### GOAL
Retype the following material word for word, covering every line, and leave the pictures out of your answer.

### TASK INPUT

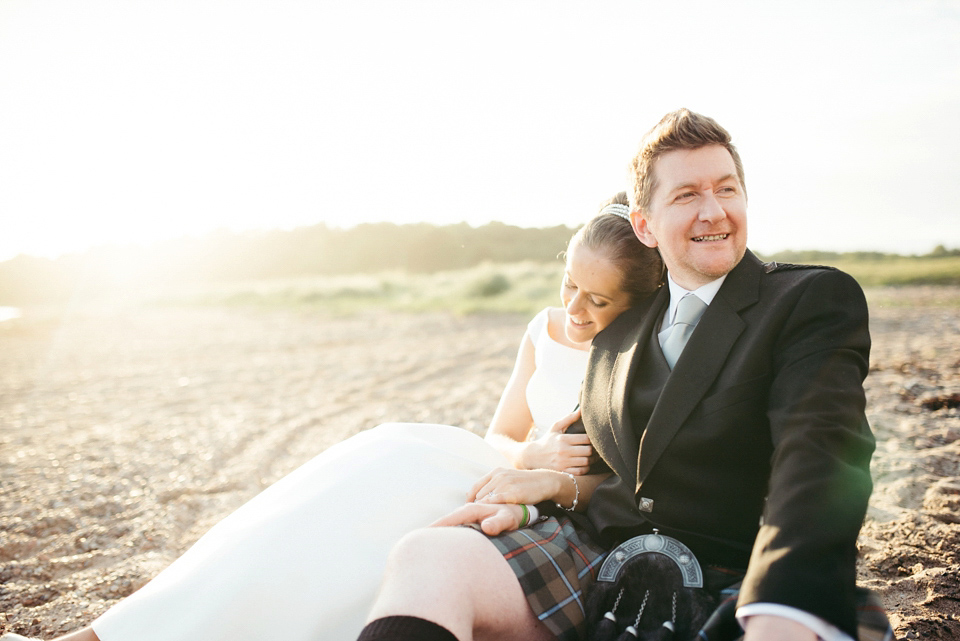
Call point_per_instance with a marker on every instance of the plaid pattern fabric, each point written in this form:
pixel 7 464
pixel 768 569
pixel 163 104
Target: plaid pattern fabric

### TASK SOLUTION
Call point_per_instance with a marker on every instance of the plaid pattern fabric, each point written in this form:
pixel 7 464
pixel 768 569
pixel 163 104
Target: plaid pattern fabric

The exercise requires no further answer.